- _INSTRUCTIONS FOR THE TASK_: Starting at the line that contains "Return the mask of every instance of the fig" and running through the end of the listing, write those lines out again with "fig half" switched to "orange slice" and everything else left as it is.

- _EXCERPTED DATA_:
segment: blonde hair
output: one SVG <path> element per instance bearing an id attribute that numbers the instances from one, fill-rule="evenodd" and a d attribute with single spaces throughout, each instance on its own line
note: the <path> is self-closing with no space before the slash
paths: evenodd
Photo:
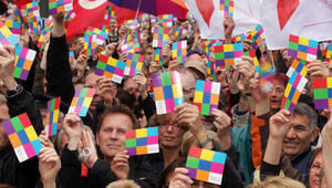
<path id="1" fill-rule="evenodd" d="M 111 184 L 108 184 L 108 186 L 106 186 L 106 188 L 141 188 L 141 186 L 138 186 L 136 182 L 134 182 L 133 180 L 128 180 L 128 179 L 124 179 L 124 180 L 116 180 L 113 181 Z"/>
<path id="2" fill-rule="evenodd" d="M 305 186 L 289 177 L 272 176 L 247 188 L 305 188 Z"/>
<path id="3" fill-rule="evenodd" d="M 215 132 L 207 130 L 207 133 L 212 136 L 215 142 L 219 143 L 219 138 Z M 195 138 L 191 132 L 188 130 L 183 136 L 181 154 L 187 156 L 191 146 L 198 146 L 198 140 Z"/>

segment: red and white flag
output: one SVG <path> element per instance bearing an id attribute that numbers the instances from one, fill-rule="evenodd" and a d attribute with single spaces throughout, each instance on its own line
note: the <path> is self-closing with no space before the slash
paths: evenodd
<path id="1" fill-rule="evenodd" d="M 219 9 L 220 0 L 186 0 L 189 12 L 197 22 L 203 39 L 224 39 L 224 12 Z M 236 28 L 232 35 L 253 30 L 260 22 L 259 0 L 236 0 L 234 20 Z"/>
<path id="2" fill-rule="evenodd" d="M 332 0 L 263 0 L 260 14 L 269 50 L 287 49 L 289 34 L 332 39 Z"/>

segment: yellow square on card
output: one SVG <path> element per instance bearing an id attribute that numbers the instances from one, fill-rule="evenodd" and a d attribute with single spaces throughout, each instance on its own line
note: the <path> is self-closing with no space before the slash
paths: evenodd
<path id="1" fill-rule="evenodd" d="M 146 137 L 146 136 L 147 136 L 146 128 L 136 129 L 136 137 L 137 138 L 143 138 L 143 137 Z"/>
<path id="2" fill-rule="evenodd" d="M 201 149 L 201 154 L 200 154 L 200 158 L 208 160 L 208 161 L 212 161 L 214 159 L 214 150 L 208 150 L 208 149 Z"/>
<path id="3" fill-rule="evenodd" d="M 234 48 L 232 44 L 224 44 L 224 52 L 232 52 Z"/>
<path id="4" fill-rule="evenodd" d="M 34 130 L 32 125 L 25 128 L 25 133 L 27 133 L 30 142 L 38 138 L 38 136 L 35 134 L 35 130 Z"/>
<path id="5" fill-rule="evenodd" d="M 83 106 L 86 106 L 86 107 L 90 106 L 91 102 L 92 102 L 92 97 L 85 97 L 84 102 L 83 102 Z"/>
<path id="6" fill-rule="evenodd" d="M 309 40 L 305 39 L 305 38 L 300 38 L 300 39 L 299 39 L 299 44 L 302 44 L 302 45 L 309 45 Z"/>

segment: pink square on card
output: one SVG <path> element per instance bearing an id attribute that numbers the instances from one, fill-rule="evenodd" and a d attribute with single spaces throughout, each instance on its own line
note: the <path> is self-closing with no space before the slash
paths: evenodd
<path id="1" fill-rule="evenodd" d="M 148 136 L 147 145 L 158 144 L 158 136 Z"/>

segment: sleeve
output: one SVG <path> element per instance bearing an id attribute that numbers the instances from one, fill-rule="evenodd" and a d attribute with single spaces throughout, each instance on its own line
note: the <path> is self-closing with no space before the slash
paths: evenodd
<path id="1" fill-rule="evenodd" d="M 7 95 L 7 105 L 11 117 L 27 113 L 38 135 L 44 129 L 42 117 L 34 104 L 33 96 L 22 86 L 20 86 L 20 91 L 17 94 Z"/>
<path id="2" fill-rule="evenodd" d="M 48 94 L 60 96 L 62 102 L 70 104 L 75 90 L 65 35 L 54 38 L 51 34 L 46 62 Z M 68 108 L 61 111 L 66 112 Z"/>
<path id="3" fill-rule="evenodd" d="M 77 152 L 69 150 L 65 146 L 61 155 L 61 170 L 59 179 L 64 188 L 77 187 L 81 178 L 81 163 L 77 160 Z"/>

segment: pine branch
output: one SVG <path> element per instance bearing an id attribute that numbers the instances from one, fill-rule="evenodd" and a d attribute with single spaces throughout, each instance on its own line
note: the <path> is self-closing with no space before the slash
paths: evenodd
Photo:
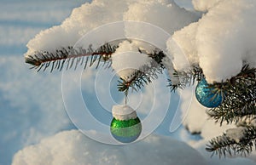
<path id="1" fill-rule="evenodd" d="M 131 88 L 135 91 L 138 91 L 144 86 L 151 82 L 152 80 L 158 78 L 158 74 L 162 74 L 164 66 L 160 64 L 165 54 L 162 51 L 148 54 L 152 58 L 150 64 L 143 65 L 139 70 L 136 71 L 131 76 L 132 78 L 126 81 L 120 77 L 119 80 L 118 89 L 124 92 L 125 95 L 128 95 L 129 88 Z"/>
<path id="2" fill-rule="evenodd" d="M 106 43 L 101 46 L 96 50 L 93 50 L 91 45 L 85 49 L 82 48 L 74 48 L 73 47 L 62 48 L 57 49 L 55 53 L 51 52 L 36 52 L 34 55 L 26 57 L 26 63 L 31 64 L 33 66 L 31 69 L 36 69 L 38 71 L 45 71 L 50 67 L 50 72 L 53 70 L 61 71 L 66 66 L 66 69 L 74 70 L 79 65 L 84 65 L 85 69 L 88 65 L 91 66 L 97 61 L 96 68 L 100 63 L 103 65 L 107 64 L 107 67 L 111 65 L 111 55 L 115 52 L 118 46 Z"/>
<path id="3" fill-rule="evenodd" d="M 229 133 L 230 132 L 230 133 Z M 232 128 L 226 134 L 212 139 L 206 150 L 219 157 L 240 154 L 247 156 L 256 148 L 256 127 Z"/>
<path id="4" fill-rule="evenodd" d="M 241 71 L 224 84 L 224 101 L 207 112 L 216 122 L 237 123 L 244 117 L 256 115 L 256 70 L 245 65 Z M 217 83 L 216 83 L 217 84 Z M 216 85 L 215 84 L 215 85 Z"/>

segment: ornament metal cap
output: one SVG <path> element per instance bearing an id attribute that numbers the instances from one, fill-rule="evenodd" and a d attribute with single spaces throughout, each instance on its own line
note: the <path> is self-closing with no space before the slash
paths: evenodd
<path id="1" fill-rule="evenodd" d="M 112 108 L 113 117 L 120 121 L 137 118 L 137 112 L 129 105 L 117 105 Z"/>

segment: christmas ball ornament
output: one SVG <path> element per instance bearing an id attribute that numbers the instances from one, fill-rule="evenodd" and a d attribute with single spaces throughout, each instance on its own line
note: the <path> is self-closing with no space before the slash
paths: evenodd
<path id="1" fill-rule="evenodd" d="M 122 143 L 135 141 L 142 132 L 142 123 L 136 111 L 128 105 L 114 105 L 110 131 L 113 137 Z"/>
<path id="2" fill-rule="evenodd" d="M 205 78 L 202 78 L 195 88 L 195 97 L 202 105 L 215 108 L 221 105 L 224 97 L 221 90 L 210 87 Z"/>

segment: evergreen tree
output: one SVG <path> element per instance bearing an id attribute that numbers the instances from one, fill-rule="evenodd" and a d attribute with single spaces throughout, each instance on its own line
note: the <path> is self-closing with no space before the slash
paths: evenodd
<path id="1" fill-rule="evenodd" d="M 47 68 L 50 71 L 76 69 L 79 65 L 83 65 L 84 69 L 88 66 L 98 68 L 100 65 L 108 68 L 111 66 L 112 54 L 117 48 L 117 43 L 106 43 L 96 50 L 91 47 L 87 49 L 67 47 L 57 49 L 55 53 L 37 52 L 33 56 L 26 56 L 26 62 L 38 71 Z M 138 52 L 147 54 L 139 48 Z M 157 79 L 158 74 L 162 74 L 165 69 L 168 69 L 163 62 L 166 58 L 163 51 L 156 48 L 154 54 L 147 54 L 152 60 L 150 64 L 145 64 L 137 70 L 129 81 L 119 78 L 117 88 L 125 96 L 129 89 L 140 90 L 153 79 Z M 192 65 L 189 71 L 174 71 L 170 77 L 176 78 L 175 82 L 171 78 L 166 85 L 173 92 L 177 88 L 184 88 L 193 85 L 204 77 L 203 70 L 199 65 Z M 244 64 L 239 74 L 222 82 L 209 84 L 208 88 L 214 88 L 213 98 L 219 94 L 224 98 L 220 105 L 207 111 L 209 117 L 220 122 L 220 125 L 226 122 L 236 123 L 237 128 L 229 129 L 223 135 L 210 140 L 206 150 L 219 156 L 227 154 L 247 155 L 256 147 L 256 69 Z"/>

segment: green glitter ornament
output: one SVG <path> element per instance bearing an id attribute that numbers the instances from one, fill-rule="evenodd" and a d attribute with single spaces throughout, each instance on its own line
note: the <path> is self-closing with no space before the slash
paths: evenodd
<path id="1" fill-rule="evenodd" d="M 115 139 L 122 143 L 131 143 L 139 137 L 142 123 L 134 110 L 127 105 L 115 105 L 113 108 L 113 116 L 110 132 Z"/>

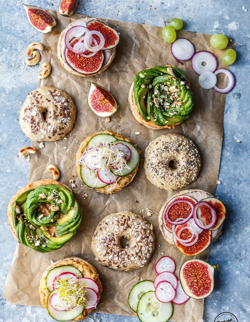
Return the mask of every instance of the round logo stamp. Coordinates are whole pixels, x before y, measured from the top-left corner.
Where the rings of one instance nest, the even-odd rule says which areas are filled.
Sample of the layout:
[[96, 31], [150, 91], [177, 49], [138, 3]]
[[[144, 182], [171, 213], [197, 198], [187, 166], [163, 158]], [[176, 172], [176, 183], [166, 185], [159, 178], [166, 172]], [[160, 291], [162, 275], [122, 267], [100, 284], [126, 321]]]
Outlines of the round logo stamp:
[[229, 312], [223, 312], [216, 317], [214, 322], [238, 322], [237, 318]]

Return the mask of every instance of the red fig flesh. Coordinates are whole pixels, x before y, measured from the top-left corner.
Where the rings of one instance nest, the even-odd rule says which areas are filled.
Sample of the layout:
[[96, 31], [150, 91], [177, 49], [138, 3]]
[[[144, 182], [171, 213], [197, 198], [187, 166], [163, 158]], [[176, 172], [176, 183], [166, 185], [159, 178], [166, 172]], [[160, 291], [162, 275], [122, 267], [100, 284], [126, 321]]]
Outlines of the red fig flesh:
[[29, 21], [37, 30], [46, 33], [51, 31], [56, 24], [54, 18], [41, 8], [33, 5], [23, 5]]
[[61, 0], [58, 8], [60, 14], [71, 17], [77, 6], [78, 0]]
[[104, 87], [95, 83], [91, 83], [88, 103], [94, 113], [103, 117], [110, 116], [117, 109], [114, 96]]
[[[110, 49], [117, 45], [119, 41], [119, 35], [113, 28], [95, 19], [89, 21], [87, 24], [87, 28], [89, 30], [99, 31], [104, 36], [105, 43], [102, 49]], [[95, 35], [93, 37], [99, 44], [99, 37]]]
[[194, 298], [208, 296], [214, 288], [215, 270], [219, 267], [204, 260], [192, 259], [182, 264], [180, 270], [180, 280], [186, 294]]

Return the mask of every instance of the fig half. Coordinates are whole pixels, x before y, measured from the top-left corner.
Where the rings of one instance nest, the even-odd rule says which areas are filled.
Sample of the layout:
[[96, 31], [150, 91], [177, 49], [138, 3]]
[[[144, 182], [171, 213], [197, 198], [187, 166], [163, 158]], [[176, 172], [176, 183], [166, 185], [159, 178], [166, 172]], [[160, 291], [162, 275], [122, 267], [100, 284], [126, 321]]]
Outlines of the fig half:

- _SOLUTION TO THIS TASK_:
Return the mask of every instance of the orange slice. Coordinates are whole pixels, x before y, measured from the top-left corner.
Where the rings of one instance nest, the even-odd rule says which areas are filled.
Sample of the layout:
[[96, 31], [150, 91], [177, 49], [138, 3]]
[[[144, 182], [171, 213], [197, 198], [187, 166], [163, 158]], [[176, 172], [176, 183], [166, 185], [159, 178], [166, 172]], [[160, 291], [162, 275], [122, 267], [100, 284], [126, 321]]]
Outlines of the orange slice:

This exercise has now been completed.